- WORK ITEM -
After locating the line containing "pixel 299 421", transcribe that line and all following lines exactly, stopping only at the end of the records.

- PROVIDED DATA -

★ ★ ★ ★ ★

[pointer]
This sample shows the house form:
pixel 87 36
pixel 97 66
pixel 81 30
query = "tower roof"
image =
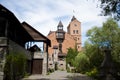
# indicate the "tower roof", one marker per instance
pixel 73 18
pixel 60 24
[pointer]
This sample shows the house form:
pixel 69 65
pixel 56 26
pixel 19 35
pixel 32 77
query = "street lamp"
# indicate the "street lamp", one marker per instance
pixel 107 68
pixel 60 35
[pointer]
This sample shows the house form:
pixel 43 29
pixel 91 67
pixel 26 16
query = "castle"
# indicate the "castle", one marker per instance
pixel 72 39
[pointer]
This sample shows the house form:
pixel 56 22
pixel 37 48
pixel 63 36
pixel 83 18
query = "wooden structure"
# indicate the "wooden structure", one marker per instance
pixel 37 63
pixel 14 36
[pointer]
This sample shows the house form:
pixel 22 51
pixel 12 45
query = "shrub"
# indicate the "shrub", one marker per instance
pixel 15 66
pixel 82 63
pixel 93 73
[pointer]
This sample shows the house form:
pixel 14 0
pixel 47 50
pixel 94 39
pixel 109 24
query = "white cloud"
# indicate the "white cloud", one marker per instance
pixel 44 15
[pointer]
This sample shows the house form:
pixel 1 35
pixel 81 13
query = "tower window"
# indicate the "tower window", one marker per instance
pixel 73 31
pixel 76 31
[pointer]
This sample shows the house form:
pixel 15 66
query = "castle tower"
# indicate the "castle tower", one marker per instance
pixel 74 29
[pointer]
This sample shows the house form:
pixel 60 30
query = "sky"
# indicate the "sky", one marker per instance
pixel 44 15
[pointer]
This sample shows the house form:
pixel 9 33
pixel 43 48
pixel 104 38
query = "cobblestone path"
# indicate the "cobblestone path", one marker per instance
pixel 59 75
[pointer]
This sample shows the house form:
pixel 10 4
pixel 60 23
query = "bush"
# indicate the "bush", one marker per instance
pixel 15 66
pixel 93 73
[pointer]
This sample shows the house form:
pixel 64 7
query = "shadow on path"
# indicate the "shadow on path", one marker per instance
pixel 59 75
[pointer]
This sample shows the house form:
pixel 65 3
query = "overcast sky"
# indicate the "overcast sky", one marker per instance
pixel 44 15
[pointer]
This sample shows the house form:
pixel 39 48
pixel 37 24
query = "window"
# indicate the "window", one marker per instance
pixel 76 31
pixel 73 31
pixel 75 24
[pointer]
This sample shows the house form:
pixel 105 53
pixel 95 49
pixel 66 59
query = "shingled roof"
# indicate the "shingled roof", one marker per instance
pixel 37 36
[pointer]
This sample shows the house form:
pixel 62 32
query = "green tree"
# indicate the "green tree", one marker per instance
pixel 111 7
pixel 71 54
pixel 82 63
pixel 98 37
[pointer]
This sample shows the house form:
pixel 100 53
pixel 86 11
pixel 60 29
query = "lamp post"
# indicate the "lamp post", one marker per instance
pixel 107 68
pixel 60 36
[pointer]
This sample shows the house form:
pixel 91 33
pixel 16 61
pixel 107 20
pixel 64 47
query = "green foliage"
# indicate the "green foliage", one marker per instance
pixel 70 58
pixel 82 63
pixel 92 73
pixel 106 36
pixel 15 66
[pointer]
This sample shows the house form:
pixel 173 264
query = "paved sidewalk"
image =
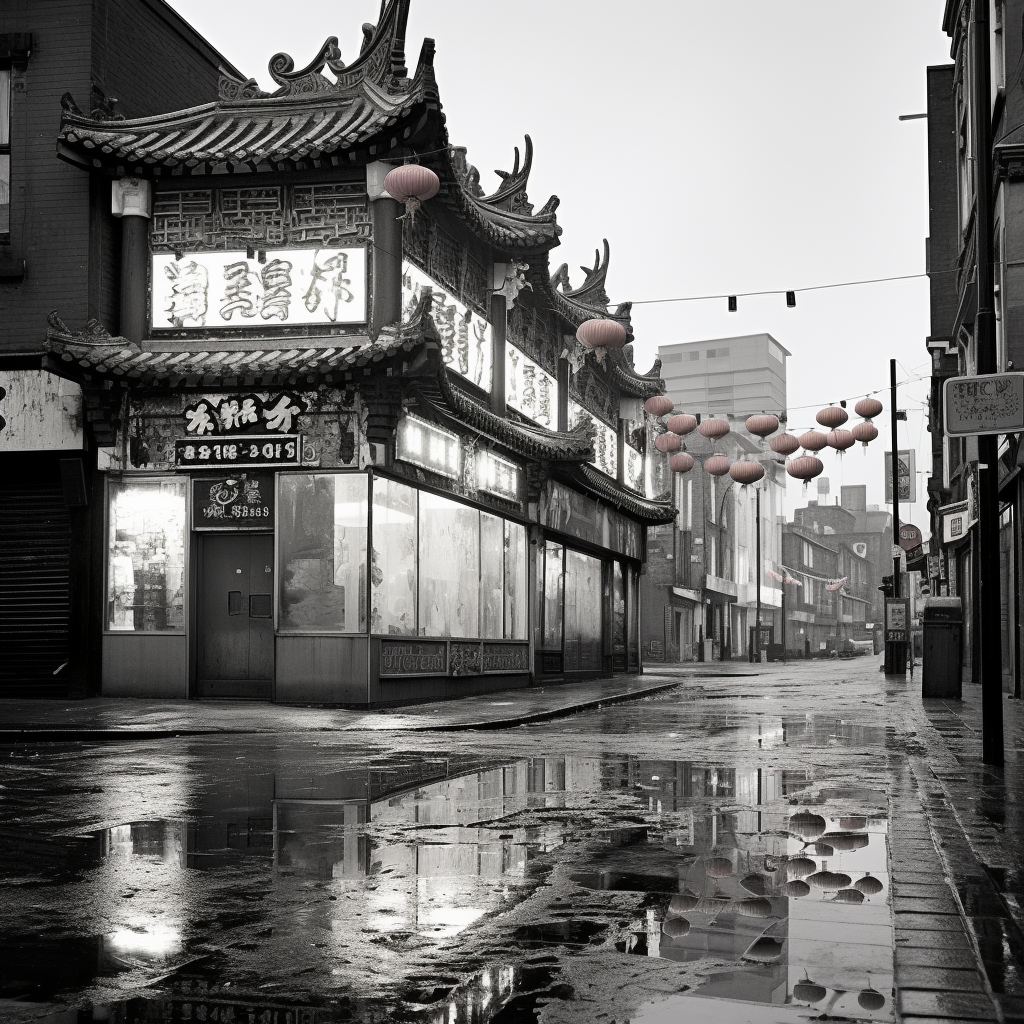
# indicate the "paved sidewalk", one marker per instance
pixel 117 718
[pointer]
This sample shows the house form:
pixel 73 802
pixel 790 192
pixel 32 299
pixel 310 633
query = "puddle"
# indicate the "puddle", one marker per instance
pixel 423 890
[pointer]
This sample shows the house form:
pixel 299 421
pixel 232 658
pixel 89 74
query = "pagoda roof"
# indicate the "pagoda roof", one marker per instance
pixel 95 355
pixel 309 121
pixel 595 482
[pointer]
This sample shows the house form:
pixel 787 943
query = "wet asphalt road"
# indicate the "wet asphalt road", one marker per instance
pixel 720 851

★ ★ ★ ★ ★

- ANSWER TO THIS PROBLEM -
pixel 299 421
pixel 232 658
pixel 89 74
query = "pagoda roof"
# indicate the "pagoda roof", one marker per instance
pixel 95 355
pixel 309 121
pixel 595 482
[pointer]
This sample shows the house form:
pixel 787 943
query = "wet asphalt road"
# indicate the "wet asphalt road", one marker per instance
pixel 720 851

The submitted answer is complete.